-------- RECORD SET --------

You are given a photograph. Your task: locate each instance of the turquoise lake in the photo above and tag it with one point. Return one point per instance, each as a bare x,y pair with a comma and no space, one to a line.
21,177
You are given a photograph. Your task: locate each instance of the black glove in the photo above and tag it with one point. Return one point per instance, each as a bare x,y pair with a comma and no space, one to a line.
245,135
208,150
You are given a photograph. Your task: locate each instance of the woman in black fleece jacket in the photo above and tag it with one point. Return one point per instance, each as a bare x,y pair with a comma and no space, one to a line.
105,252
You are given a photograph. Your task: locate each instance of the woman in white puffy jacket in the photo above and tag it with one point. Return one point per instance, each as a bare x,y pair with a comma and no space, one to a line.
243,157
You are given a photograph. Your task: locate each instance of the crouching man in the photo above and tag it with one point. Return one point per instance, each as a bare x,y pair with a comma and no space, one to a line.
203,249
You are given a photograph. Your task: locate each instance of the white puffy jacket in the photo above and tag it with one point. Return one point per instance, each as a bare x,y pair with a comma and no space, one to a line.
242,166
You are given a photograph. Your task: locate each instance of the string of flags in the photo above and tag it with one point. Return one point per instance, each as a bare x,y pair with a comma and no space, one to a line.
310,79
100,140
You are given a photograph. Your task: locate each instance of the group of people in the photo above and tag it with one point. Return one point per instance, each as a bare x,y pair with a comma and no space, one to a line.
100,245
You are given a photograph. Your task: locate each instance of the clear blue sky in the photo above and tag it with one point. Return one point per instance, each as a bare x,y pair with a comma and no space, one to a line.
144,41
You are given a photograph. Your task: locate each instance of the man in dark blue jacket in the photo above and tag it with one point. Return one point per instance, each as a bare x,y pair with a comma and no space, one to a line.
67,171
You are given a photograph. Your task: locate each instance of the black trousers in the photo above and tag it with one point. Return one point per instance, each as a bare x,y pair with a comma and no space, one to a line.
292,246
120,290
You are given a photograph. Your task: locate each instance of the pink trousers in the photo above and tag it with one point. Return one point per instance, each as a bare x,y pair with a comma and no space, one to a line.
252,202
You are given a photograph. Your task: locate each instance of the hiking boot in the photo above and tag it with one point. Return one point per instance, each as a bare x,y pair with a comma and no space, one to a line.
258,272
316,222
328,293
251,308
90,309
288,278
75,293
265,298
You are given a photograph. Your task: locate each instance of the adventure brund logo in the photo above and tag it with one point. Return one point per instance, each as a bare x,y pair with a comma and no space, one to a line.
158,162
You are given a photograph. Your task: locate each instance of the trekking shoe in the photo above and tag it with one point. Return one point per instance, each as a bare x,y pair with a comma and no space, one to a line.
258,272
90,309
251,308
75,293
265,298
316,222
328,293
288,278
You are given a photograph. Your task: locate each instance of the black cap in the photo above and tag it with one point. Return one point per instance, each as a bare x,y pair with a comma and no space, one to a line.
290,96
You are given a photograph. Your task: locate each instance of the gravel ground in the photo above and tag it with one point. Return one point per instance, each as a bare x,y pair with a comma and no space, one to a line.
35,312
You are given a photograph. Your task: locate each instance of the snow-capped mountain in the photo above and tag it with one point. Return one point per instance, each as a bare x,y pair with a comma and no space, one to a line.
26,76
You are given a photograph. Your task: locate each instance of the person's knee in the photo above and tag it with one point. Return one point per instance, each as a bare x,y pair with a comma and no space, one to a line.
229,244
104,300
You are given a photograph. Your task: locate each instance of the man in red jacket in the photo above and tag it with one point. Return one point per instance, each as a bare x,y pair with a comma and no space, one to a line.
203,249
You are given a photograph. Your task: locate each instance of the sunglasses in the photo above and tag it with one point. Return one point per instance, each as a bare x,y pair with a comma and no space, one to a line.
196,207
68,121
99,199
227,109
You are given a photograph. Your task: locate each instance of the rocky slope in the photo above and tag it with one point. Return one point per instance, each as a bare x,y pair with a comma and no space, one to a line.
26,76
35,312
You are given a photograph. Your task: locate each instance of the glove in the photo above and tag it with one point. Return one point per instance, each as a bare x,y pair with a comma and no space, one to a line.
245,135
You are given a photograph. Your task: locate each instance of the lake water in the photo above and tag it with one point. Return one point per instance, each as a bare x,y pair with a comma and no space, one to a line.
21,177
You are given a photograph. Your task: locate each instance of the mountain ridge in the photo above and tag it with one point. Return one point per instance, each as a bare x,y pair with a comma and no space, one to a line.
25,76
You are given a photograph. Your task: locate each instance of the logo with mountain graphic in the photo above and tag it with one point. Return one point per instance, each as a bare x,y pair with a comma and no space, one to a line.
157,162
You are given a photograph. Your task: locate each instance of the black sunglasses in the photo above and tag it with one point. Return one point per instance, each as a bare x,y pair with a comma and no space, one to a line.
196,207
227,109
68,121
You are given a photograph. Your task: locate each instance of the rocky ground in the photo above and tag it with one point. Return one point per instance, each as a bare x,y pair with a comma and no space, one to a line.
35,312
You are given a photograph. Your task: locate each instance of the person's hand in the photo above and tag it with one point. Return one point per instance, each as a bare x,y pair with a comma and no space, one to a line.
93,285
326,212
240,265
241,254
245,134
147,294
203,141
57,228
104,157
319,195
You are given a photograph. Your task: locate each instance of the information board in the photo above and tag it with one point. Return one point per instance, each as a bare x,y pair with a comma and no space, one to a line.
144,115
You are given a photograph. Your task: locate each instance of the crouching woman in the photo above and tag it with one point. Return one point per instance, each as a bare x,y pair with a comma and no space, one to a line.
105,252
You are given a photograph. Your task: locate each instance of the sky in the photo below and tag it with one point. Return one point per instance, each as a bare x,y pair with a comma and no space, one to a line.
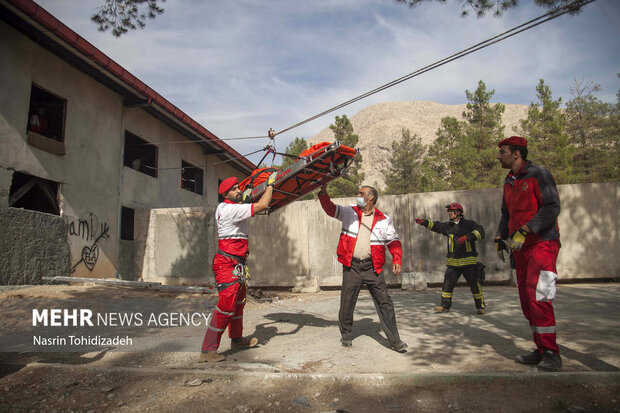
240,67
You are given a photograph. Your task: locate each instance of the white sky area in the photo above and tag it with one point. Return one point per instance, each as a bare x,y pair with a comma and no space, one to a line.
242,67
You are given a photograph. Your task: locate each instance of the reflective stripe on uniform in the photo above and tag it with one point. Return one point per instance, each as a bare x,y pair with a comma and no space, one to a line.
543,330
459,262
223,312
219,330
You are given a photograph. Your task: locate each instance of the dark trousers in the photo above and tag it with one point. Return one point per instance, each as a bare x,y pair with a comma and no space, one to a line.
470,272
353,278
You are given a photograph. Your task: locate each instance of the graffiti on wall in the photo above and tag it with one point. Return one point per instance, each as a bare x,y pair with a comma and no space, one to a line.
88,228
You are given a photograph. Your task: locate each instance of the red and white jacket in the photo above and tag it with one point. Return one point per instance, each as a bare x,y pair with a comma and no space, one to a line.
232,226
382,234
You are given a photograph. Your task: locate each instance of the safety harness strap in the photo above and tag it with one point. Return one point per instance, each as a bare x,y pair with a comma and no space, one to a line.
234,257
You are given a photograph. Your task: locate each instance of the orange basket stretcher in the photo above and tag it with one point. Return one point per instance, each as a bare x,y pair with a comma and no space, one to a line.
314,167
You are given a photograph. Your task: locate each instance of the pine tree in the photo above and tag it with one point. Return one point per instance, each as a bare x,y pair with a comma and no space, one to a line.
593,128
484,130
349,183
463,155
404,174
545,128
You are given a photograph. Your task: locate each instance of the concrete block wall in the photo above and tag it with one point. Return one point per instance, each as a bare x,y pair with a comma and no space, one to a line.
32,245
300,239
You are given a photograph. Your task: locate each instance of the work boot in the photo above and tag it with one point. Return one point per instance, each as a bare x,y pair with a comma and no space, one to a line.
243,342
550,361
211,357
533,358
400,347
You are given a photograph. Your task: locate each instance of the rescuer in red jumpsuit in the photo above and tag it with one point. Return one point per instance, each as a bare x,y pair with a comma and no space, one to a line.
530,208
229,266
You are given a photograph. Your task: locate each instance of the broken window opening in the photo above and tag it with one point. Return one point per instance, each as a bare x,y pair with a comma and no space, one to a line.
191,177
46,115
34,193
140,155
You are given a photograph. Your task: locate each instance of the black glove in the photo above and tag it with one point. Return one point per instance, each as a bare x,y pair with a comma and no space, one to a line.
500,247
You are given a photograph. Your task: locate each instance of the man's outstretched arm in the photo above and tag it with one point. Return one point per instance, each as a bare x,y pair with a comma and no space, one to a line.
265,199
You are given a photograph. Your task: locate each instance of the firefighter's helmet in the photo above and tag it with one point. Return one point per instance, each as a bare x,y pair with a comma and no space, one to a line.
455,206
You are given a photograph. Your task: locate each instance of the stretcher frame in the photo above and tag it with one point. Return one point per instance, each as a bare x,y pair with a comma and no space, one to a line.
309,172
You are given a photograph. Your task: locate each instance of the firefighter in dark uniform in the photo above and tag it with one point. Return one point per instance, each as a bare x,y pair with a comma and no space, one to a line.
462,256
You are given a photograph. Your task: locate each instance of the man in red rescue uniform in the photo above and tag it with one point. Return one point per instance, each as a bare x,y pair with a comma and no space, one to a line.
530,208
366,232
229,266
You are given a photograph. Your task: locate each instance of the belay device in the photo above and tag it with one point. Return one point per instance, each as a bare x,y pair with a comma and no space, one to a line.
314,167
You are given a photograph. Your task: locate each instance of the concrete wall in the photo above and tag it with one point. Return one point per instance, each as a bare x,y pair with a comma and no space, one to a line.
298,243
179,246
32,245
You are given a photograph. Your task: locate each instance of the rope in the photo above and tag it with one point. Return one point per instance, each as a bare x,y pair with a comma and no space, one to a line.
553,14
571,7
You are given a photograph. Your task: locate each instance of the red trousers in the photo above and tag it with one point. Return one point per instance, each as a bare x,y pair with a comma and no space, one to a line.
536,279
229,309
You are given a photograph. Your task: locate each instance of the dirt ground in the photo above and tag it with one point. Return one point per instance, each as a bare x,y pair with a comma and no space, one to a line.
79,382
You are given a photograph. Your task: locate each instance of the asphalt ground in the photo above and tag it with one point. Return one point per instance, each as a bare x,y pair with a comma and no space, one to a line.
299,347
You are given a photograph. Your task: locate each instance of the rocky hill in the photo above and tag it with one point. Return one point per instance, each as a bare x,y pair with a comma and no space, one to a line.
379,125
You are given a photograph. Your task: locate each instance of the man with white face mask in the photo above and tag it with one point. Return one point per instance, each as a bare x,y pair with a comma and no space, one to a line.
366,232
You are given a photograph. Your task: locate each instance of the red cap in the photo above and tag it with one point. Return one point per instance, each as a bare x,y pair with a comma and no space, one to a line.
226,184
513,140
455,206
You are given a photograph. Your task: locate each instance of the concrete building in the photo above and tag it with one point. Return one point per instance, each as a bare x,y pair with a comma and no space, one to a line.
89,162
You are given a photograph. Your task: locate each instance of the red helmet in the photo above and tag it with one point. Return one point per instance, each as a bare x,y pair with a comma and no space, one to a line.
456,206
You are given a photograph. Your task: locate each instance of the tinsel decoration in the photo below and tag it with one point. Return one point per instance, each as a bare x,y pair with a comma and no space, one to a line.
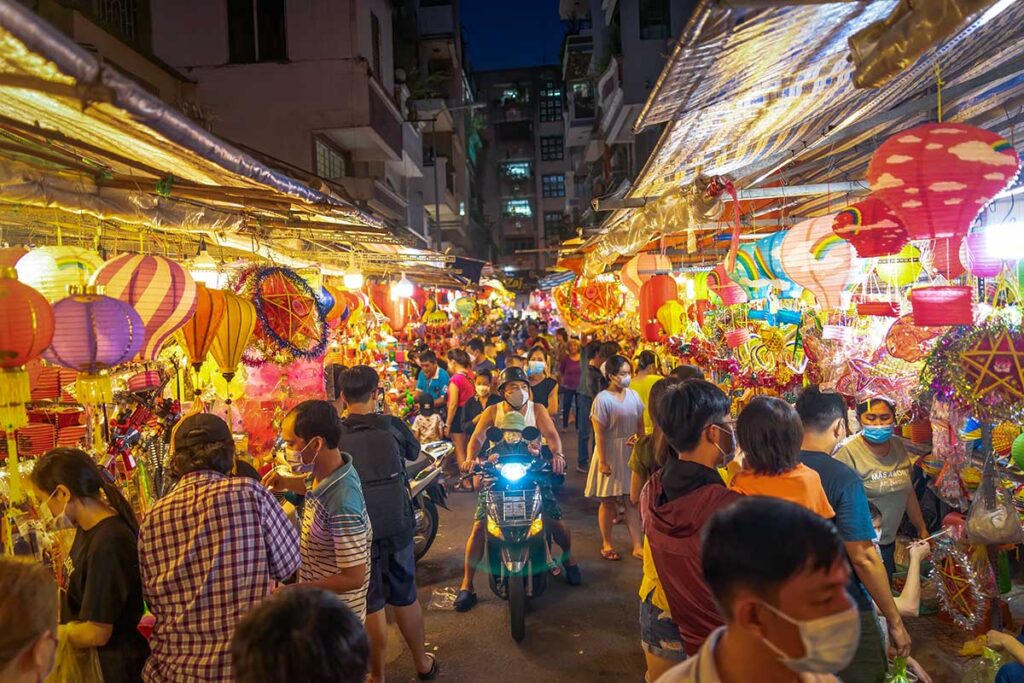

--------

### [WORK TO BE COMPLETED]
Count the lines in the records above that contain the string "block", treating uppercase and lowercase as different, and give only the number.

### [TASK SOLUTION]
1